TASK TO CARRY OUT -
What is needed is a faithful copy of all the entries, with no pictures in it.

[Data entries]
────────────────────

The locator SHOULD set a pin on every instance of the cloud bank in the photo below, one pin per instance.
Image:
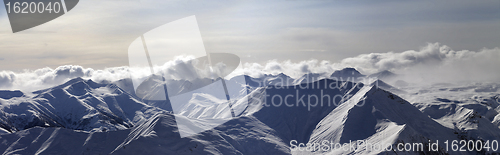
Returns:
(431, 63)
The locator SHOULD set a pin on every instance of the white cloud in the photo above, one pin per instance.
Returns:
(432, 63)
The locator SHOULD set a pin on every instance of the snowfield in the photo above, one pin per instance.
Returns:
(277, 114)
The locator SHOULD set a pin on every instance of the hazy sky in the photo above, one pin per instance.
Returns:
(97, 33)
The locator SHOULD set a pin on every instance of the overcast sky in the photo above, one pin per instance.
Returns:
(97, 33)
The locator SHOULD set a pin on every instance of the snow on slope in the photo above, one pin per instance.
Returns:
(79, 105)
(383, 118)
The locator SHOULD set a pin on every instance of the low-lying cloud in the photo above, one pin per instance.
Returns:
(432, 63)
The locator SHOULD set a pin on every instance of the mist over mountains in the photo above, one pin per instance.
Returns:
(83, 116)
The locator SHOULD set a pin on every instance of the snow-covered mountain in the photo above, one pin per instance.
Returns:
(347, 74)
(85, 117)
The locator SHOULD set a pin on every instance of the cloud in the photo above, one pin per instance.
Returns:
(431, 63)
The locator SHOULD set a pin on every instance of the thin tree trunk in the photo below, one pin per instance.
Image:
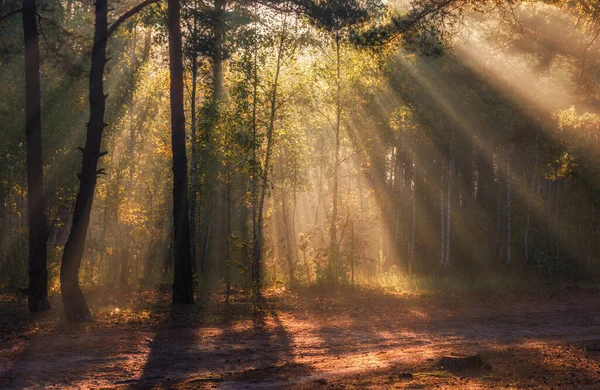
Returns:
(194, 152)
(449, 195)
(333, 250)
(509, 210)
(36, 214)
(75, 307)
(257, 250)
(183, 291)
(442, 217)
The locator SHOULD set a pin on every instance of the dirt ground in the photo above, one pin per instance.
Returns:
(361, 339)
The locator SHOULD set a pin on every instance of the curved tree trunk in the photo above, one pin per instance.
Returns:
(183, 291)
(36, 215)
(75, 307)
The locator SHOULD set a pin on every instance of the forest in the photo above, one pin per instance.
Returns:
(299, 194)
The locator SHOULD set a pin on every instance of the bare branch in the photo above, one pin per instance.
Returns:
(6, 15)
(129, 14)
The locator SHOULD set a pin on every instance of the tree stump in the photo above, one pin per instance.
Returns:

────────────────────

SOLUTION -
The locator SHOULD set a pin on every instance of the cloud bank in the photo below, one pin per instance.
Image:
Returns:
(431, 63)
The locator SHOULD set a pin on every instance of the white cloud in the photo above, one pin per instance.
Returns:
(432, 63)
The locator SHOULD set a pin on every instance of the snowfield in the photo above, one pin per instance.
Returns:
(277, 114)
The locator SHOULD set a pin on every instance of the hazy sky in the photo above, one pin per instance.
Returns:
(97, 33)
The locator SHOULD set a pin on every instance of the overcast sky in the photo above, one pin per instance.
Returns:
(97, 33)
The locator SHOULD set a pin on every instance of the snow on slope in the photo above, one pin per instance.
Returns:
(79, 105)
(383, 118)
The locator SHOULD set a pin on every instance of the low-lying cloud in the photo above, one pin per instance.
Returns:
(432, 63)
The locator SHOULD set a pin on every instance of the mist over mountains in the photo above, one pin per instance.
Returns:
(83, 116)
The locator SHOULD set a pin on every instance of the snow-covered mountain in the photo above, one pin per instance.
Returns:
(347, 74)
(85, 117)
The locator SHOULD set a pin on every instance of the cloud in the photo above, one pin per instance.
Returns:
(431, 63)
The locator SHOULD set a pin on every instance of the thin tree trunk in the photo below, one pin per instance.
Image:
Returns:
(194, 152)
(449, 195)
(333, 250)
(509, 210)
(36, 214)
(75, 307)
(257, 250)
(183, 291)
(442, 217)
The locator SHOULD set a pin on every instance of the dirt ground in the photo above, one pin per instance.
Returns:
(361, 339)
The locator SHOULD set a pin on every instance of the curved tree trunk in the photo above, one pin per instance.
Returns:
(183, 291)
(36, 215)
(75, 307)
The locator SHOULD set a pin on every instance of the forest in the photo above, one pin per instance.
Returns:
(299, 194)
The locator SHOULD set a pin on every instance of the bare branch in the photo above, one pin per instance.
Returns:
(6, 15)
(129, 14)
The locator SHOULD set a pin on every instance of the tree stump in the photo above, one pin per instance.
Returns:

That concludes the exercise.